PROVIDED INFORMATION:
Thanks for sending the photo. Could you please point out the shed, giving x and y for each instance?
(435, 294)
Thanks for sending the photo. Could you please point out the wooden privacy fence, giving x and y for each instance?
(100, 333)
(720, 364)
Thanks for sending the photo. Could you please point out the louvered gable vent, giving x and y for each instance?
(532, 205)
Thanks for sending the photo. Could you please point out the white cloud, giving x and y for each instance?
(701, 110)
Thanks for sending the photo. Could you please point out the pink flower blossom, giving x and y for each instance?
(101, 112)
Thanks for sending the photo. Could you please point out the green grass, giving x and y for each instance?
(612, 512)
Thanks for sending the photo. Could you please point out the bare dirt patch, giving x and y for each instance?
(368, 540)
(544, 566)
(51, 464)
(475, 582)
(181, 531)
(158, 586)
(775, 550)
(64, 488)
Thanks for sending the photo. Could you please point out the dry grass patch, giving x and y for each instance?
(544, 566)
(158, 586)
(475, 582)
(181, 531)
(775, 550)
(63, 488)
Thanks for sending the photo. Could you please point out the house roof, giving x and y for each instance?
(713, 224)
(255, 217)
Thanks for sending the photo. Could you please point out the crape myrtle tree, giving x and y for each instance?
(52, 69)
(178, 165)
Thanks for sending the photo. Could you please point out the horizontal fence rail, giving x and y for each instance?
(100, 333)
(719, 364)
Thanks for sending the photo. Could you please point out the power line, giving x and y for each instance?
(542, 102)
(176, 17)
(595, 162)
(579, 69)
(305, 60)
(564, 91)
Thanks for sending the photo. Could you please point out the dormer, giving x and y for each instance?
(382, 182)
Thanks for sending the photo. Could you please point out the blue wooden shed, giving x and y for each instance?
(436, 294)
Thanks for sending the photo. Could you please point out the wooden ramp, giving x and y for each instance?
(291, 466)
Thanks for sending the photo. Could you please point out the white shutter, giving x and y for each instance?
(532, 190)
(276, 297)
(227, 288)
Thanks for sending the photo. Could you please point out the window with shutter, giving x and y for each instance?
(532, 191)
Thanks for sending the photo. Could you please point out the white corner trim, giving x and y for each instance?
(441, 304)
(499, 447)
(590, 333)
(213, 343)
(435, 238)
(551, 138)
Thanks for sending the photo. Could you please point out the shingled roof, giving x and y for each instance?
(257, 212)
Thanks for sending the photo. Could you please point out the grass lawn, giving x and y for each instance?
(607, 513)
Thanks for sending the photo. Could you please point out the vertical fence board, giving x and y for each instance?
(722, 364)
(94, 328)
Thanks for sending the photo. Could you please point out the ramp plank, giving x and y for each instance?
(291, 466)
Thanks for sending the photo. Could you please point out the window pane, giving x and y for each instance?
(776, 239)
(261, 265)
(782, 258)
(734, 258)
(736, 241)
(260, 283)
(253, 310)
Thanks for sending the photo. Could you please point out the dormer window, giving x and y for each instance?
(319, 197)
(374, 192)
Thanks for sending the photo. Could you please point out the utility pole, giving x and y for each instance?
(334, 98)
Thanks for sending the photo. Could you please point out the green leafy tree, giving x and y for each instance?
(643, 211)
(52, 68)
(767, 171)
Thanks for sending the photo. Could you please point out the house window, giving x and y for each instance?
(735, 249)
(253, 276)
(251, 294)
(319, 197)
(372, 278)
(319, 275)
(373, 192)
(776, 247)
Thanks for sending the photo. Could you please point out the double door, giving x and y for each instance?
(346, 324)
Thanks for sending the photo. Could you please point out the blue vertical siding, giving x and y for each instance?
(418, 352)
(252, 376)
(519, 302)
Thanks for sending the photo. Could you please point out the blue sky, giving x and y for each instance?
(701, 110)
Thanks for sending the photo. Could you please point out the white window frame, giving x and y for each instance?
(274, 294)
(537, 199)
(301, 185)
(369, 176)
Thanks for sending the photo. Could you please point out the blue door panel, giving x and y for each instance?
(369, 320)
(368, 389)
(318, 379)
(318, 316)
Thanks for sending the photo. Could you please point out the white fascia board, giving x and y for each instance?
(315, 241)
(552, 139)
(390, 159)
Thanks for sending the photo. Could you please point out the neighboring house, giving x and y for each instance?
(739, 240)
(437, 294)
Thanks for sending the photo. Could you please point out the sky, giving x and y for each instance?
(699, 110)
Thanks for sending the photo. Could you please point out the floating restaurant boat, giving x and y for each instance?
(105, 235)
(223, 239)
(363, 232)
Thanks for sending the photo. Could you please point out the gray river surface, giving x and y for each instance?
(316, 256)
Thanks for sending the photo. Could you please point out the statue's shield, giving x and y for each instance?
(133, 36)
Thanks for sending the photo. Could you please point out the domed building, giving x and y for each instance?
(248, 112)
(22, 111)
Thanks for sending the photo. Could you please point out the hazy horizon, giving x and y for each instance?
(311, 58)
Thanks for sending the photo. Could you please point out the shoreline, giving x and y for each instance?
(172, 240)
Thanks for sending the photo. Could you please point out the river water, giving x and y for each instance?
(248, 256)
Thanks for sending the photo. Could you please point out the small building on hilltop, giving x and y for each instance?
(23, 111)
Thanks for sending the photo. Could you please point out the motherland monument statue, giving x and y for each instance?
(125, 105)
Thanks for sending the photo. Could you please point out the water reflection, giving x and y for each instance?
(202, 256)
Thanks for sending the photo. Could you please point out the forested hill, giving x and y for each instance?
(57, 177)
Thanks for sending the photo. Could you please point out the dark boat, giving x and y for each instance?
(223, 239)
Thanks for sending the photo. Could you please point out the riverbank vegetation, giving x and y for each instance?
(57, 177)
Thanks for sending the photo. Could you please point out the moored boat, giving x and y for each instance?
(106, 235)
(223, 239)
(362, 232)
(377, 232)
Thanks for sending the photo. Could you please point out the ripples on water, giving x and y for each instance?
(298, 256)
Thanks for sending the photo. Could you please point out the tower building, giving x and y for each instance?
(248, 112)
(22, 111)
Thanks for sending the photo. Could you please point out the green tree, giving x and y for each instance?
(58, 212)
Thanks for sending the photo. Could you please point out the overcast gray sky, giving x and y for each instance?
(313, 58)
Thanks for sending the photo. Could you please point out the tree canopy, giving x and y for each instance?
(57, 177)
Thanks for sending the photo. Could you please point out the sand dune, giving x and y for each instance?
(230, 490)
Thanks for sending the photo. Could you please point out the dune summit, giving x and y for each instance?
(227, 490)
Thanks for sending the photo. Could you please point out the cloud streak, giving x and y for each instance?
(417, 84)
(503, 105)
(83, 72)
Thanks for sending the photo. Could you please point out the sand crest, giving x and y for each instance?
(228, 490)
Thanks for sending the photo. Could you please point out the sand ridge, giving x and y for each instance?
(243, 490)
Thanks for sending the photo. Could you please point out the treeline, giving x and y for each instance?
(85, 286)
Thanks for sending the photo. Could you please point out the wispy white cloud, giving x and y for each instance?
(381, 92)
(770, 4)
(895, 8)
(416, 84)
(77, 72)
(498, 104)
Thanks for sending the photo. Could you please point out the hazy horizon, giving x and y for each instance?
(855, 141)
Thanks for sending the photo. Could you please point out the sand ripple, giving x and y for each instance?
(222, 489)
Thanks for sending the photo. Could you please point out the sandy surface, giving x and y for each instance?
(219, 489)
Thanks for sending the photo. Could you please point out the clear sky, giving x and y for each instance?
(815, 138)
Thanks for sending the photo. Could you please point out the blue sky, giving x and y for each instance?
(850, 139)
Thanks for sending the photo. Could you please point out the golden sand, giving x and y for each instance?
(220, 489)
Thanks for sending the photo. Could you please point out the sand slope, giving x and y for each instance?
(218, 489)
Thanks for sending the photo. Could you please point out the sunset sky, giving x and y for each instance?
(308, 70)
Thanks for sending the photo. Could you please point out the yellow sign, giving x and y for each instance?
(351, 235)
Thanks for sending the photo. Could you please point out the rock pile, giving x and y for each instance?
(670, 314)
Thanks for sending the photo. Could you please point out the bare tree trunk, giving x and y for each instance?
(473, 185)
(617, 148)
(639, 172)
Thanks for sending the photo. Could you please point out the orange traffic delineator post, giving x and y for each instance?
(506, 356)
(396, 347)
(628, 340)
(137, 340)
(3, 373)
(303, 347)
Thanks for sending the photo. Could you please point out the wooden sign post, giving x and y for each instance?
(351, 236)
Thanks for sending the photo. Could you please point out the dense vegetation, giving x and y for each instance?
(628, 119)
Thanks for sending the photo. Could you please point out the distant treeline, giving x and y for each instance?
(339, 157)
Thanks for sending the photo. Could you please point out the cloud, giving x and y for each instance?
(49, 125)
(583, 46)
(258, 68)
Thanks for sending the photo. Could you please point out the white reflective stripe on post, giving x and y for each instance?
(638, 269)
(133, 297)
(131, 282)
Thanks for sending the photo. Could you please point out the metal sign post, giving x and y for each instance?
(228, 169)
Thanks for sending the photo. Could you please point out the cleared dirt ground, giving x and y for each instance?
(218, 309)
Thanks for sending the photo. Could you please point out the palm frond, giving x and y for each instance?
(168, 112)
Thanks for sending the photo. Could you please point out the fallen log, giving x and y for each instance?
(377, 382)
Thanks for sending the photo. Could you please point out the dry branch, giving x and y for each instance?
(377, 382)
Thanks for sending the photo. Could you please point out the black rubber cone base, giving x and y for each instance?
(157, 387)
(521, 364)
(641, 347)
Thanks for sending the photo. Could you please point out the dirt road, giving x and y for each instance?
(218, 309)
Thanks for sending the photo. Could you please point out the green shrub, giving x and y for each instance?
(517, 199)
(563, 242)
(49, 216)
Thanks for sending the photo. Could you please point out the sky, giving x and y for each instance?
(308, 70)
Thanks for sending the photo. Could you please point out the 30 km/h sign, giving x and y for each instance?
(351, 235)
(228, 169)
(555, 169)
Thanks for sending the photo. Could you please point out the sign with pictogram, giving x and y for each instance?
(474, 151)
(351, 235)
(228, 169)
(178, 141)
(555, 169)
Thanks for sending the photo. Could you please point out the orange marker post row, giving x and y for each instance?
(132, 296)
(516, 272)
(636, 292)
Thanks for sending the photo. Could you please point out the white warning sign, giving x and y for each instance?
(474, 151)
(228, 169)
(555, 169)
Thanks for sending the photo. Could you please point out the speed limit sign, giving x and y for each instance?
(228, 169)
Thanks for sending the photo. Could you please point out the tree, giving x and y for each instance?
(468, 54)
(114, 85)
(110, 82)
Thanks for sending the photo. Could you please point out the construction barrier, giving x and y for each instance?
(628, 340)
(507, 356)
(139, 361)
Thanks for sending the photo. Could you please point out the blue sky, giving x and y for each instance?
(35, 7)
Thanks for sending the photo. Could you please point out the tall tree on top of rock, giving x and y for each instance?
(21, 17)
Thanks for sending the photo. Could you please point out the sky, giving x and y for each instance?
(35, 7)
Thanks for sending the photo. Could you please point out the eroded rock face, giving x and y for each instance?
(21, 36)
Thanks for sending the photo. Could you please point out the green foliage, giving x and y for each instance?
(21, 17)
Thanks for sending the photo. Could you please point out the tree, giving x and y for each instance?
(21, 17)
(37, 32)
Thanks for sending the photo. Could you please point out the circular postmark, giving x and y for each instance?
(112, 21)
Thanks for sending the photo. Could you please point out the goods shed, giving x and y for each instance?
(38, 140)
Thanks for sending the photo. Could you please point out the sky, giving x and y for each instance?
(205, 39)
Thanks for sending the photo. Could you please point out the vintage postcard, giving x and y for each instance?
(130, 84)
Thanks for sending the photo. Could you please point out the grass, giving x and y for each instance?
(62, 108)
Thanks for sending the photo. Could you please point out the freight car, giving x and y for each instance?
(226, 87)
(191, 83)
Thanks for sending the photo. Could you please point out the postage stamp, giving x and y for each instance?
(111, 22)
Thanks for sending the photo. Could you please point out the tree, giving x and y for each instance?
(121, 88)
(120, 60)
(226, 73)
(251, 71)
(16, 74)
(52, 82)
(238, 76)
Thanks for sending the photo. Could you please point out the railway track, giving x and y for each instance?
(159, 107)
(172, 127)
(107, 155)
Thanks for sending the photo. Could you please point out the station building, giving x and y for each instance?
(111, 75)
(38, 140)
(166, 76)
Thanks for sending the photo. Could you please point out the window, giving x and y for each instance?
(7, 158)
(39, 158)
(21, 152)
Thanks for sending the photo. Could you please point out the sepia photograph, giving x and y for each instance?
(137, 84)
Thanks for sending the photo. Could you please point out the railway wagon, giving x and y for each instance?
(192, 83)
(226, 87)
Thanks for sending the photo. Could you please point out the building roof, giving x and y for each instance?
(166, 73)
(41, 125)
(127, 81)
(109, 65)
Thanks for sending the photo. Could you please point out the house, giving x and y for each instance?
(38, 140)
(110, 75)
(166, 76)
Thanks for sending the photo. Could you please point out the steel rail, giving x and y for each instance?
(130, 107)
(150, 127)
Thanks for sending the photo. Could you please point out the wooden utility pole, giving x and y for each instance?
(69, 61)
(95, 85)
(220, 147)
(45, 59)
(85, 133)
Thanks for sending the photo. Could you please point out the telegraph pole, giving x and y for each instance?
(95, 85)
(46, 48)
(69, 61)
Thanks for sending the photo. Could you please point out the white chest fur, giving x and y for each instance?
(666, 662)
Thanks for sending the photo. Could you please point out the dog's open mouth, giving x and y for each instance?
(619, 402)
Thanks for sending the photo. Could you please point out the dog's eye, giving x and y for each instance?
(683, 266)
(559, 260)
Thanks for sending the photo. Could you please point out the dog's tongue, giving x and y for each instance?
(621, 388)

WHAT TO DO: Could you retype exactly the lines from the one containing "the window, giving" through the final line of the data above, and no others?

WRITTEN ANSWER:
Thanks for sending the photo. Could you please point out the window, giving x and y for each instance?
(7, 158)
(39, 158)
(21, 152)
Thanks for sending the photo. Could you please point out the sepia photograph, giving x and y for each instance?
(137, 84)
Thanks for sending the photo. Could you please point out the railway wagon, giving x and y for each instance?
(192, 83)
(226, 87)
Thanks for sending the photo. Could you please point out the building roof, giving x and y for each instance?
(166, 73)
(41, 125)
(127, 81)
(109, 65)
Thanks for sending the photo. Could you please point out the house, giving x and y for each instance?
(38, 140)
(110, 75)
(166, 76)
Thanks for sending the photo. Could you please point out the steel rail, giving x and y for each instance?
(130, 107)
(150, 127)
Thanks for sending the photo. Could you please point out the wooden utility pole, giving x and y for each instance?
(69, 61)
(95, 85)
(220, 147)
(45, 59)
(85, 133)
Thanks for sending the photo. Could you please point out the telegraph pole, giving x and y for each instance?
(95, 85)
(46, 48)
(69, 61)
Thanks for sending the photo. Could you please point out the white chest fur, giving x and y for each instance?
(666, 662)
Thanks for sending the photo. Could you please point out the dog's open mouth, giving x and y for each instance?
(619, 402)
Thanks for sending the photo. Could you please point out the dog's eye, giving x and y for each instance?
(683, 266)
(559, 260)
Thanks for sending the photo. Could you please point out the dog's tongue, giving x and y for each instance?
(621, 388)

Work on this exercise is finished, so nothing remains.